Labeled-object pointing lines

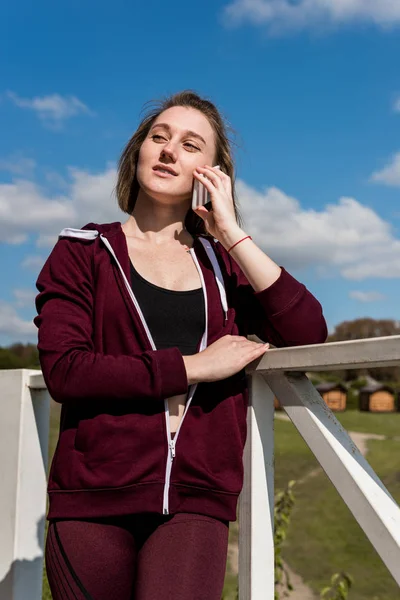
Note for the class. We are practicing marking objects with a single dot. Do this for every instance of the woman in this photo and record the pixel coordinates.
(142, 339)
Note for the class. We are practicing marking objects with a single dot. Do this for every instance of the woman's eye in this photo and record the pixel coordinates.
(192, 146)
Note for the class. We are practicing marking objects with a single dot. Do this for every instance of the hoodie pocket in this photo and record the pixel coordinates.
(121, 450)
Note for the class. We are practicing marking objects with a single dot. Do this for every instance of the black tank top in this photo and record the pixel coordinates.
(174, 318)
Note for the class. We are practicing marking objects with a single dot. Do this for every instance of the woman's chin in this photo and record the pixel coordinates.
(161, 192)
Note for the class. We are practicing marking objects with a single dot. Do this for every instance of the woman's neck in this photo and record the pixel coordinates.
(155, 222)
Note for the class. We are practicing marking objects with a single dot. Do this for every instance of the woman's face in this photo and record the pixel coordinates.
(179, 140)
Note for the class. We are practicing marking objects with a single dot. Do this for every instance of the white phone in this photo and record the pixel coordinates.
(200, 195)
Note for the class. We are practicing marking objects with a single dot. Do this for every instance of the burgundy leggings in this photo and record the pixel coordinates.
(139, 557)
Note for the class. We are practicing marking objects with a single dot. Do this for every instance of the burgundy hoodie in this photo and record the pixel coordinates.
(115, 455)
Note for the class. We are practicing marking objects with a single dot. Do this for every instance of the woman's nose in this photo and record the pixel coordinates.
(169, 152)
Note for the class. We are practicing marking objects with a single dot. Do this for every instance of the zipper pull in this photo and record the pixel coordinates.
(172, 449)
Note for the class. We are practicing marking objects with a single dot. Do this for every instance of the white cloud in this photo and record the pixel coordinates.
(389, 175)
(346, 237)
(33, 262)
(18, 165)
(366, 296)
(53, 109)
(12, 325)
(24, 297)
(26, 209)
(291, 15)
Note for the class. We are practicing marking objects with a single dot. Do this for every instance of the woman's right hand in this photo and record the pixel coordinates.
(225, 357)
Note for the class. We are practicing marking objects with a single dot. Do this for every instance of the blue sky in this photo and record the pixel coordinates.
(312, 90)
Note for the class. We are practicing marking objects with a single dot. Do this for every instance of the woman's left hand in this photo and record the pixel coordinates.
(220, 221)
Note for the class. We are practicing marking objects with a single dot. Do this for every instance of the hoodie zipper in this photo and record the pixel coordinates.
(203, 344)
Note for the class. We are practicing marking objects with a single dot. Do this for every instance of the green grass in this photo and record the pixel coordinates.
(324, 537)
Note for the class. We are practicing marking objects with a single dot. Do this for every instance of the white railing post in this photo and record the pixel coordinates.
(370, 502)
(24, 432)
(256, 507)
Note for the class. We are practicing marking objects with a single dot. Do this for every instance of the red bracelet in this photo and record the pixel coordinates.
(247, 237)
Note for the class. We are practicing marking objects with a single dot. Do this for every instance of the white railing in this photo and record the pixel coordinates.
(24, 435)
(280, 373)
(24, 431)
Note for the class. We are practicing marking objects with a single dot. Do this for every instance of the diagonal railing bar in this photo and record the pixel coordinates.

Required task >>
Copy all of the lines above word for word, leaving out the pictures.

The reply >>
Note for the class. We are practicing marking objects with a single dot. Do this for every instance of the woman in this photo and record the pixel coordinates.
(142, 339)
Note for the class. We are practicing marking objects with a single dot. Do this for every instance of the woman's eye in this photo and record the pixel coordinates.
(192, 146)
Note for the class. We are practicing marking objects with a single dot. Do this for every instance of the hoodie pocket in this photo and record the pixel coordinates.
(121, 450)
Note for the class. We are practicing marking objects with a single dot. Do this for every instance of the black tank top in this photo and record the pixel coordinates.
(174, 318)
Note for the class. We are practicing marking objects with a single dot. Do this for every instance of the woman's chin in this photo and record the pixel coordinates.
(161, 192)
Note for the class. We are practicing marking objects with a single dot. Do this for every instance of the woman's neck in this photo and record the pixel coordinates.
(155, 222)
Note for the class. We are practicing marking objects with a single dot. Do this for every instance of the woman's face in this photo and record the pixel coordinates.
(179, 140)
Note for the class. We are practicing marking objects with a single dot. Do this for every instance of the white phone in this photo and record the pixel coordinates.
(200, 195)
Note for the class. We are practicing marking objects with a single dot. Do this for every instance of the burgundy leggings in this photo and record the pixel coordinates.
(139, 557)
Note for the class. We are practicing marking objects with a single dot. Do this for every instance of the burgundy hoodie in this photo and record the pixel coordinates.
(115, 455)
Note for the class. We are practicing marking objects with a single dot. Do this for every instance of the woman's nose in this photo and record the pixel coordinates.
(169, 152)
Note for the class. We are practicing marking objects with a single dot. Do this for every instance of the zipper pull in this photo and record the pixel coordinates.
(172, 449)
Note for the class. We are practicing marking objects with a single dot. Do this for every instance of the white cloud in this photo and record the pixel coordinates.
(389, 175)
(346, 237)
(33, 262)
(18, 165)
(366, 296)
(53, 109)
(12, 325)
(24, 297)
(26, 209)
(291, 15)
Note for the class. We are practicing marking objects with a single dot. Do this for every instance of the woman's right hand in this photo and record the pixel coordinates.
(225, 357)
Note for the class. We are practicing marking objects with a single dot. Do this for every instance of the blue sky in this photo and record the pixel coordinates.
(312, 90)
Note for the class. We are practicing marking objects with a single dot. Do this for every instance of the woman's left hand in this photo and record the pixel coordinates.
(220, 221)
Note for the class. We are practicing marking objects with a single dot. Do this for every instance of the hoodie zipper in this photo and record the pixel coordinates.
(203, 344)
Note for the class. We are practicing marking objects with a single dot. Do this for every instance of the green grass in this photo and record the pixel coordinates.
(324, 537)
Note for the class. We are practicing marking objects with a single dot. Do this for every instance of the white railing post in this photo and record the pixel coordinates.
(370, 502)
(24, 432)
(256, 507)
Note for the class. We are practicing marking objects with a single dot. Do this for every instance of the red bracelet in this photo and record the pixel coordinates.
(247, 237)
Note for the class. We are practicing marking objects with a single dot. Do this for every instance of the white railing in this photo and record the pixel coordinates.
(24, 435)
(280, 373)
(24, 431)
Note for the class. We are practicing marking objects with a single dot. Do this for every instance of the diagonal railing bar in this photo and record the pixel coordinates.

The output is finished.